=== Extracted information ===

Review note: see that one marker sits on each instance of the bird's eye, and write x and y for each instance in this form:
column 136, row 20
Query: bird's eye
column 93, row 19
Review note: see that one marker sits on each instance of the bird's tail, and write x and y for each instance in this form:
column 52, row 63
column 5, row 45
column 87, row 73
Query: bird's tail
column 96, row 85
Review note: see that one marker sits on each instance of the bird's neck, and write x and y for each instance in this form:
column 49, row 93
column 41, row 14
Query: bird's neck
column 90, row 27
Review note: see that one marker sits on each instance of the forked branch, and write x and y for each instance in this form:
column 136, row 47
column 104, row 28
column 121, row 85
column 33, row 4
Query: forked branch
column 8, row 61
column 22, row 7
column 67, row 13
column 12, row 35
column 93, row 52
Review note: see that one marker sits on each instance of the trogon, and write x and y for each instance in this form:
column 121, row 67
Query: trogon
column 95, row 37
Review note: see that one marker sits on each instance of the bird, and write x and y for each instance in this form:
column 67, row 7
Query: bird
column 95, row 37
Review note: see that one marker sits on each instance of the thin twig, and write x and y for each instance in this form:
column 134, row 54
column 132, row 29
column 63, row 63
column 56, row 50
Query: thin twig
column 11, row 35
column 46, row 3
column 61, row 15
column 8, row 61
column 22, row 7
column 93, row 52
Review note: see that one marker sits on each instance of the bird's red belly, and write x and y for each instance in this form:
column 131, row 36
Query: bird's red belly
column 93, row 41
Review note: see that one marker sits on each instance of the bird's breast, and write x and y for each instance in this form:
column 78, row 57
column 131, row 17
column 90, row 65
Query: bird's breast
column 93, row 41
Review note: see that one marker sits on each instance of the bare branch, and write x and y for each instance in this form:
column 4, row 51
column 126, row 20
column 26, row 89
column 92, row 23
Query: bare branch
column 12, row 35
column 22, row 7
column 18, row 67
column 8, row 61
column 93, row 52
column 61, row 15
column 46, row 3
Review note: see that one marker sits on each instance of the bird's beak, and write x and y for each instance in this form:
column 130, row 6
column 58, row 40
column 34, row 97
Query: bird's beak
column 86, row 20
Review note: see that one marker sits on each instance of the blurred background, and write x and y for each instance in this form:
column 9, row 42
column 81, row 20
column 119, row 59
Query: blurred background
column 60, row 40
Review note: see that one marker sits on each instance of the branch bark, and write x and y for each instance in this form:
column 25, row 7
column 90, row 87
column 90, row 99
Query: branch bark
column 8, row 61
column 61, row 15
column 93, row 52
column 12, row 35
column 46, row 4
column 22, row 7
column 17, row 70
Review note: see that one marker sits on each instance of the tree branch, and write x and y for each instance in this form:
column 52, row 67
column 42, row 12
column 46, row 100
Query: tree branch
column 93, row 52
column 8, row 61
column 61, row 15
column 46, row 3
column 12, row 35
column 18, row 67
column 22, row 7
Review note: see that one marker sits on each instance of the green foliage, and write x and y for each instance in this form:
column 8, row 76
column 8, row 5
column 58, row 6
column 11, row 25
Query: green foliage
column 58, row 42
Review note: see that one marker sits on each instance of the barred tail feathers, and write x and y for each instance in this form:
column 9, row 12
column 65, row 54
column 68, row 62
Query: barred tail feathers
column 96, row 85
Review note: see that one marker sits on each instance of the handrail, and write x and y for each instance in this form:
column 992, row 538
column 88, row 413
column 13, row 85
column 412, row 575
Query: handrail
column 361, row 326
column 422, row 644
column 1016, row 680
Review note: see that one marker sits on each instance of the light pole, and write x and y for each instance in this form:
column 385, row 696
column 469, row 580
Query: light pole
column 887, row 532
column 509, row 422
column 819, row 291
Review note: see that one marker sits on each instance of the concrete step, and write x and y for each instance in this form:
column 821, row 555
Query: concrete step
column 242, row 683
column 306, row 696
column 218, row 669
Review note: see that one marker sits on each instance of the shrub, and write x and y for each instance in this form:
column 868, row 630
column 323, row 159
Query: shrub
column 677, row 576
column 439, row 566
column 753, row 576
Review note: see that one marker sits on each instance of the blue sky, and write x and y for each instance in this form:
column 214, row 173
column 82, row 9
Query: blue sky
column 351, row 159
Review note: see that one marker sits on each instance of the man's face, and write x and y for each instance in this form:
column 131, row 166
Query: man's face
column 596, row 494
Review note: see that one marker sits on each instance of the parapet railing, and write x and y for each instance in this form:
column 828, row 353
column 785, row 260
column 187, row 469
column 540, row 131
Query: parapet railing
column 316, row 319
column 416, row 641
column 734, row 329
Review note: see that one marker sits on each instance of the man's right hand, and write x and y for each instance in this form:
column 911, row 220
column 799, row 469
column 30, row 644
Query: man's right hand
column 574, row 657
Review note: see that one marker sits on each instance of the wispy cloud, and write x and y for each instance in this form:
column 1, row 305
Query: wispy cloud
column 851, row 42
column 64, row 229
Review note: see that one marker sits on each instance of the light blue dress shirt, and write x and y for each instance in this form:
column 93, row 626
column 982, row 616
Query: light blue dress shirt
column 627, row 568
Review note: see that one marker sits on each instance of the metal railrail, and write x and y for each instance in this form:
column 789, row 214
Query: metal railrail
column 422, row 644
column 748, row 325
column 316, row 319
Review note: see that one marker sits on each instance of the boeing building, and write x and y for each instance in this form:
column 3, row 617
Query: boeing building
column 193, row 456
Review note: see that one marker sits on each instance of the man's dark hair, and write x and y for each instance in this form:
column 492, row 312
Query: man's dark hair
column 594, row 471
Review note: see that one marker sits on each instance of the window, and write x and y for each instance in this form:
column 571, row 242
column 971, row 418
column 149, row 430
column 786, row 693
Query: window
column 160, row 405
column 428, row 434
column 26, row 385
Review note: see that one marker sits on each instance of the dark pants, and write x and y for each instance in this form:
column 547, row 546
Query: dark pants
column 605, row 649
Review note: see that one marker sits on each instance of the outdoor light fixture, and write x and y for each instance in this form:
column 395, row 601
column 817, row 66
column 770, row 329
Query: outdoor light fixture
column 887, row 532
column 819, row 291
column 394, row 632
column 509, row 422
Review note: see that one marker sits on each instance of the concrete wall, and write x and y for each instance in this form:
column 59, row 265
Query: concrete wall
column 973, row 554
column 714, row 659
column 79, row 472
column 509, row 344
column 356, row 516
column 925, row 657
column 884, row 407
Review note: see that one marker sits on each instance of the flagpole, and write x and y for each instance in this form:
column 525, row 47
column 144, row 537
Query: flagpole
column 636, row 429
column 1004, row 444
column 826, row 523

===

What this task involves: The answer consists of every entry, returned exactly.

Task output:
Review note: see that one marker sits on each instance of the bird's eye, and write x and y for each instance in this form:
column 136, row 20
Query: bird's eye
column 93, row 19
Review note: see that one marker sits on each instance of the bird's tail, and write x and y for each instance in this form:
column 52, row 63
column 5, row 45
column 87, row 73
Query: bird's tail
column 96, row 85
Review note: see that one marker sits on each instance of the bird's neck, and write x and y for each instance in this form:
column 49, row 93
column 41, row 14
Query: bird's neck
column 90, row 27
Review note: see that one marker sits on each instance of the forked branch, and write x and y for each instance in this form:
column 136, row 47
column 104, row 28
column 121, row 85
column 33, row 4
Query: forked branch
column 8, row 61
column 22, row 7
column 67, row 13
column 12, row 35
column 93, row 52
Review note: see that one marker sits on each instance of the trogon, and write x and y for each instance in this form:
column 121, row 67
Query: trogon
column 95, row 37
Review note: see that one marker sits on each instance of the bird, and write x and y for each instance in this form:
column 67, row 7
Query: bird
column 95, row 37
Review note: see that one marker sits on each instance of the thin twig, and write x and y for each instance in this form:
column 134, row 54
column 132, row 29
column 63, row 63
column 56, row 50
Query: thin twig
column 11, row 35
column 46, row 3
column 61, row 15
column 8, row 61
column 22, row 7
column 93, row 52
Review note: see that one marker sits on each instance of the bird's red belly, and write x and y for each instance in this form:
column 131, row 36
Query: bird's red belly
column 93, row 41
Review note: see that one marker sits on each instance of the bird's breast, and write x and y for each instance in this form:
column 78, row 57
column 131, row 17
column 90, row 65
Query: bird's breast
column 93, row 41
Review note: see that one marker sits on each instance of the bare branch, and write x and y for each instance in this form:
column 4, row 51
column 126, row 20
column 26, row 89
column 92, row 23
Query: bare branch
column 12, row 35
column 22, row 7
column 18, row 67
column 8, row 61
column 93, row 52
column 61, row 15
column 46, row 3
Review note: see that one marker sits on each instance of the bird's beak, and write x and y for each instance in this form:
column 130, row 6
column 58, row 40
column 34, row 97
Query: bird's beak
column 86, row 20
Review note: see that one marker sits on each instance of the blurred background, and write x and y for each instance in this form:
column 9, row 42
column 81, row 20
column 119, row 59
Query: blurred background
column 60, row 40
Review note: see that one marker sits on each instance of the branch bark, and write x and y for each instance in this form:
column 25, row 7
column 90, row 87
column 90, row 99
Query: branch bark
column 8, row 61
column 61, row 15
column 93, row 52
column 12, row 35
column 46, row 4
column 22, row 7
column 17, row 70
Review note: see that one marker sits on each instance of the tree branch, and write x and y for each instance in this form:
column 52, row 67
column 42, row 12
column 46, row 100
Query: tree branch
column 93, row 52
column 8, row 61
column 61, row 15
column 46, row 3
column 12, row 35
column 18, row 67
column 22, row 7
Review note: see that one marker sits on each instance of the green foliage, and write x and y for each instance in this form:
column 8, row 76
column 8, row 5
column 58, row 6
column 11, row 25
Query: green foliage
column 58, row 42
Review note: see that one marker sits on each instance of the barred tail feathers, and write x and y for each instance in this form:
column 9, row 12
column 65, row 54
column 68, row 62
Query: barred tail feathers
column 96, row 85
Review note: see that one marker sits on each instance of the handrail, and write x and y for each instance in this form:
column 992, row 538
column 88, row 413
column 13, row 85
column 412, row 575
Query: handrail
column 361, row 326
column 422, row 644
column 1016, row 680
Review note: see that one marker sits on each instance of the light pole, and write x and y for each instance in this form:
column 385, row 696
column 469, row 580
Query: light pole
column 887, row 532
column 509, row 422
column 819, row 291
Review note: see that one marker sits on each instance of the concrete step, and write x and y for each instance in this form:
column 821, row 555
Query: concrete step
column 242, row 683
column 306, row 696
column 218, row 669
Review note: see that one marker sits on each instance of the shrub, and write x and y for each instance in this form:
column 868, row 630
column 323, row 159
Query: shrub
column 677, row 576
column 439, row 566
column 753, row 576
Review note: see that one marker sits on each instance of the blue sky, and write x and y for each instance in this form:
column 214, row 173
column 82, row 9
Query: blue sky
column 351, row 159
Review note: see that one marker sits on each instance of the man's face, and write x and y for each instance in this form:
column 131, row 166
Query: man's face
column 596, row 494
Review note: see that one marker sits on each instance of the parapet railing, and write x and y for each instance in this form:
column 828, row 353
column 785, row 260
column 187, row 469
column 540, row 131
Query: parapet railing
column 316, row 319
column 416, row 641
column 734, row 329
Review note: see that one marker sits on each instance of the man's right hand, and write x and y for each instance in this form:
column 911, row 220
column 799, row 469
column 30, row 644
Query: man's right hand
column 574, row 657
Review note: see that one marker sits on each instance of the wispy cloud, and write x and y for each instance in this form:
column 1, row 305
Query: wispy cloud
column 851, row 42
column 64, row 229
Review note: see that one marker sits on each instance of the light blue dress shirt, and write x and y for each instance in this form:
column 93, row 626
column 982, row 616
Query: light blue dress shirt
column 627, row 568
Review note: see that one marker sits on each instance of the metal railrail, and write x and y for each instance in this form:
column 789, row 214
Query: metal railrail
column 422, row 644
column 748, row 325
column 316, row 319
Review note: see that one marker sits on each instance of the boeing building, and write x and y for each instance in this form:
column 3, row 617
Query: boeing building
column 193, row 456
Review note: see that one marker sits on each instance of the man's dark hair, and write x and y for each instance in this form:
column 492, row 312
Query: man's dark hair
column 594, row 471
Review note: see that one marker sits on each instance of the window, and write x and y for each instance in this form:
column 571, row 242
column 971, row 418
column 149, row 430
column 786, row 693
Query: window
column 160, row 405
column 428, row 434
column 26, row 385
Review note: see that one marker sits on each instance of the dark pants, and write x and y for each instance in this form:
column 547, row 546
Query: dark pants
column 605, row 649
Review note: see that one marker sits on each instance of the outdoor light fixture, and write x and y for each instance in this form:
column 395, row 601
column 817, row 66
column 770, row 329
Query: outdoor light fixture
column 887, row 532
column 819, row 291
column 394, row 632
column 509, row 422
Review note: see that one marker sits on each instance of the concrete wall, and write x and y for each instance in this form:
column 59, row 265
Query: concrete wall
column 973, row 554
column 714, row 659
column 79, row 472
column 509, row 344
column 356, row 516
column 925, row 657
column 884, row 407
Review note: see that one marker sits on each instance of the flagpole, and write x and y for each instance in this form:
column 525, row 47
column 144, row 537
Query: flagpole
column 636, row 429
column 1004, row 444
column 826, row 523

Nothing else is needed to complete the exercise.